*** Text excerpt Section Begins ***

Dale Earnhardt Jr. regrets his harsh criticism of plate racing

TALLADEGA, AL - MAY 03:  Dale Earnhardt Jr., driver of the #88 National Guard Chevrolet, stands in the garage area during practice for the NASCAR Sprint Cup Series Aaron's 499 at Talladega Superspeedway on May 3, 2013 in Talladega, Alabama.  (Photo by Tom Pennington/Getty Images)

TALLADEGA, AL – MAY 03: Dale Earnhardt Jr., driver of the #88 National Guard Chevrolet, stands in the garage area during practice for the NASCAR Sprint Cup Series Aaron’s 499 at Talladega Superspeedway on May 3, 2013 in Talladega, Alabama. (Photo by Tom Pennington/Getty Images)

TALLADEGA, Ala.–Remember the harsh words Dale Earnhardt Jr. had for the racing at Talladega last October?

“I don’t even want to go to Daytona or Talladega next year, but I ain’t got much choice,” Earnhardt said after finishing 20th in a wrecked race car. Some of his other comments about racing at restrictor-plate tracks were even more inflammatory.

Earnhardt said Friday at the 2.66-mile superspeedway that the depth of his criticism had a lot to do with the blow he took during the late crash that wiped out half the field in the fourth race in the Chase for the NASCAR Sprint Cup.

In that wreck, Earnhardt suffered his second concussion in six weeks, having sustained the first at Kansas in late August. The driver of the No. 88 Chevrolet missed the next two races, at Charlotte and Kansas, before receiving medical clearance to return to competition.

*** Text excerpt Section Ends ***

Required work >>
Continue the article about Dale Earnhardt Jr. and his criticism of restrictor-plate racing, starting after its final sentence.

*** Recorded data Section Begins ***

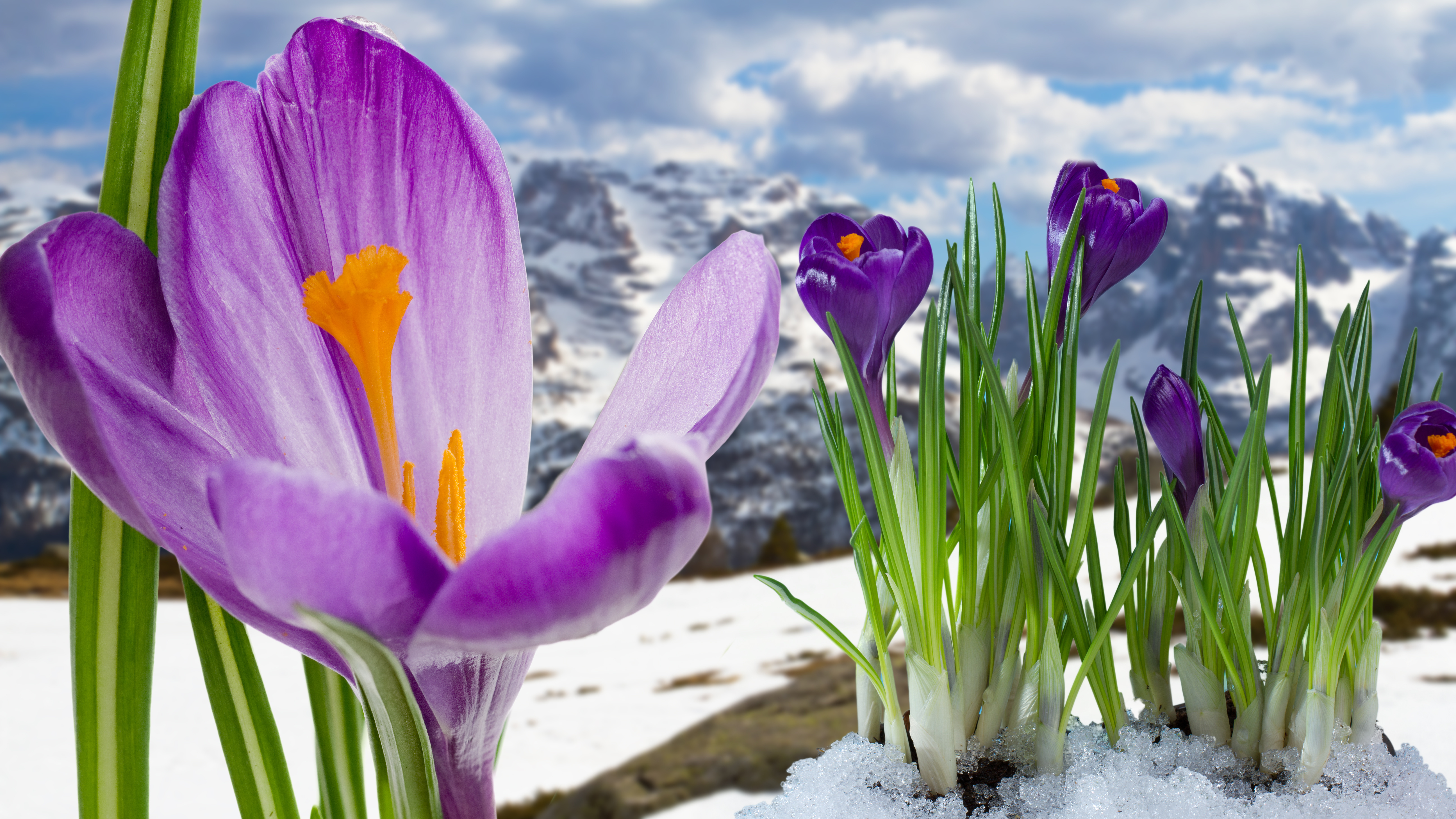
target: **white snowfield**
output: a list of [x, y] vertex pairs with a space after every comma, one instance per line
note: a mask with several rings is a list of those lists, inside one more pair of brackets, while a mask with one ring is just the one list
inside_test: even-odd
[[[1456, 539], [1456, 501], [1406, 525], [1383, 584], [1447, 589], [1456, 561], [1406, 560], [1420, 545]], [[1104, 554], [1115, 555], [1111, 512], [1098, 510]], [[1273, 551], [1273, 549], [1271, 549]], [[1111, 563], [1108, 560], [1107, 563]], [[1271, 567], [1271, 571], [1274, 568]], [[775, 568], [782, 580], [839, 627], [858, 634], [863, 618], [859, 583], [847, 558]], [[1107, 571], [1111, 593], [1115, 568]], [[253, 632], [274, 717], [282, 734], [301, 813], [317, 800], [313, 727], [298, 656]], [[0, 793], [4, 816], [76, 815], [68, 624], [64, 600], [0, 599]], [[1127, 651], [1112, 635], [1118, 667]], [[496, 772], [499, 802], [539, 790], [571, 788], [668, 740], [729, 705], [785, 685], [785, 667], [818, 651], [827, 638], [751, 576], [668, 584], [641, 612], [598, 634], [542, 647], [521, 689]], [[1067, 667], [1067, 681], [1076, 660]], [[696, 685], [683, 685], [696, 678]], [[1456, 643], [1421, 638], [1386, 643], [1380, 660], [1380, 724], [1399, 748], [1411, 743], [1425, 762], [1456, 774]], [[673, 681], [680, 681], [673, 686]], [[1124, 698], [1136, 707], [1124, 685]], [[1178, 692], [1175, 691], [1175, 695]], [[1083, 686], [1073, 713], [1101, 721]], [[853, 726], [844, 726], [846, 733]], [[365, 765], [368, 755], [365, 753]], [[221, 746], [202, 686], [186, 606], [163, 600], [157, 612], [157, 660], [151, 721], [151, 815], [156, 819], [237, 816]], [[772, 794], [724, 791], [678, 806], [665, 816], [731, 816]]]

*** Recorded data Section Ends ***

Exercise answer >>
Knowing he was hurt at Talladega, Earnhardt let his frustration influence his words after the race.

“I hate to blame the concussion, but the feeling that I had physically when I got out of the car, I knew that I had set myself back somehow with the concussion thing,” Earnhardt said. “And so I was really angry with that, because I had spent four weeks to get where I could feel like I was great.

“And then now I’m going to take two steps back and have to do all that again. I was really, really mad that I couldn’t just get through that wreck and not have that happen. I don’t care if I’m in the crash and out of the race, but to get out of the car and feel concussed and feel like, ‘Oh, shoot, man, now I’ve got to go through the process again, and you’re not supposed to have them close together,’ …so you just have all kinds of worry running through your mind.

“It had me really, really angry–and not myself, obviously. So I’ve regretted that. I’ve regretted making those comments, and I think I overreacted and overstated my feelings quite a bit.”